### [SET EXERCISE]
Rewrite the material from the line that has "pin: green grass" through the end, substituting "bush" for every "shrub" and leaving everything else unchanged. Leave the pictures out.

(Entries from a point annotation set)

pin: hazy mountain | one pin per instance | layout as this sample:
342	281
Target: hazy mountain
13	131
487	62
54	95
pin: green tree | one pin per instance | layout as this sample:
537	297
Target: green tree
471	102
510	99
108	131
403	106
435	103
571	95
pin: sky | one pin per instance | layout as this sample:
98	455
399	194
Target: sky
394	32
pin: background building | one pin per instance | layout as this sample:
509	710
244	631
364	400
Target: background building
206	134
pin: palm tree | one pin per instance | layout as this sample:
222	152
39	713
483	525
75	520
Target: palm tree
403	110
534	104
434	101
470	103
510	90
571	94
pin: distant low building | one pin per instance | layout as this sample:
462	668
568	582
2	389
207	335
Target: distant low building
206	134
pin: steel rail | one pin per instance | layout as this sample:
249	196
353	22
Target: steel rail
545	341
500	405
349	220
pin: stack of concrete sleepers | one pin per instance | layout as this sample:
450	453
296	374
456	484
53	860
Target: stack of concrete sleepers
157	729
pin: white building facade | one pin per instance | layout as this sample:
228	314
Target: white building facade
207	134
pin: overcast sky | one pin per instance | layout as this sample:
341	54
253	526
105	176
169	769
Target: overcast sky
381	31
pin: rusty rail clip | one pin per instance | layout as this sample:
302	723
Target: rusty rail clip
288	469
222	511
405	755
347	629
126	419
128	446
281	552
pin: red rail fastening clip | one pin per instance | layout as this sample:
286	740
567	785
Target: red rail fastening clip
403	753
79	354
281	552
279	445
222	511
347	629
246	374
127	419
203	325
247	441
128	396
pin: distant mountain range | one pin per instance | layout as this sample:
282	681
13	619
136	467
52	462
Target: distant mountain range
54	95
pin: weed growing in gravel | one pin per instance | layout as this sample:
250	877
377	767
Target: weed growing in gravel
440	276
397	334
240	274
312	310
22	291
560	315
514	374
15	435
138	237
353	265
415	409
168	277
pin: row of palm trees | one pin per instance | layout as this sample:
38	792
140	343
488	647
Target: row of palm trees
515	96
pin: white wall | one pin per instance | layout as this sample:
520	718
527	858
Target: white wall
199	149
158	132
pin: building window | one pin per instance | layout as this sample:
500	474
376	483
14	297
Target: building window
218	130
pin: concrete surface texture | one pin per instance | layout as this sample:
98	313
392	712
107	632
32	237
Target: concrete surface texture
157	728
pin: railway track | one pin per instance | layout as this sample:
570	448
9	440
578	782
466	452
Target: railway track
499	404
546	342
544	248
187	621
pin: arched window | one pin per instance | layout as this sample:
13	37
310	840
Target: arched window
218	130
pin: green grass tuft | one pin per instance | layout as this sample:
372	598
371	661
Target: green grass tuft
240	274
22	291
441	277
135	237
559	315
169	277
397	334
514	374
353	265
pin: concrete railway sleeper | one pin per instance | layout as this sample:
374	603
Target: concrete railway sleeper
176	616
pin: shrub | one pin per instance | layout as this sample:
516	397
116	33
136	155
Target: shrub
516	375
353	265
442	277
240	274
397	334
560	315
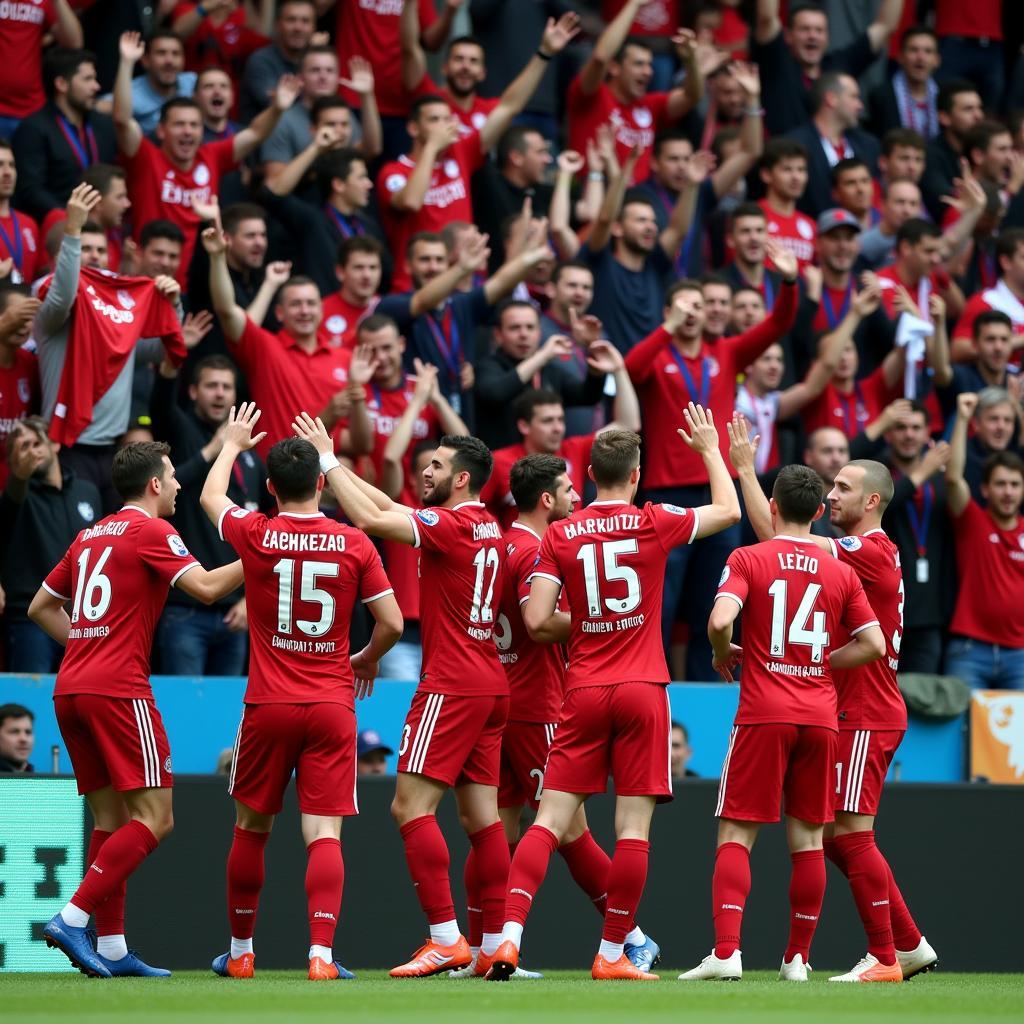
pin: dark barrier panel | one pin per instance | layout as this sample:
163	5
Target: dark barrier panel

### [EXPECTED ANSWER]
pin: green grass tuft | one pin per instance | layout as this sample:
372	598
371	661
Target: green grass tuft
240	274
22	291
441	277
135	237
559	315
169	277
397	334
514	374
353	265
pin: concrete railway sleeper | one pin per instance | layout as this sample:
374	603
Target: concrete railway sleeper
176	616
pin: bush | one pin per instance | layout as this sample:
516	397
116	33
136	155
Target: bush
516	375
353	265
442	277
240	274
397	334
560	315
pin: dark barrier panel | one pin per instance | layout as this sample:
163	5
Target: dark barrier panel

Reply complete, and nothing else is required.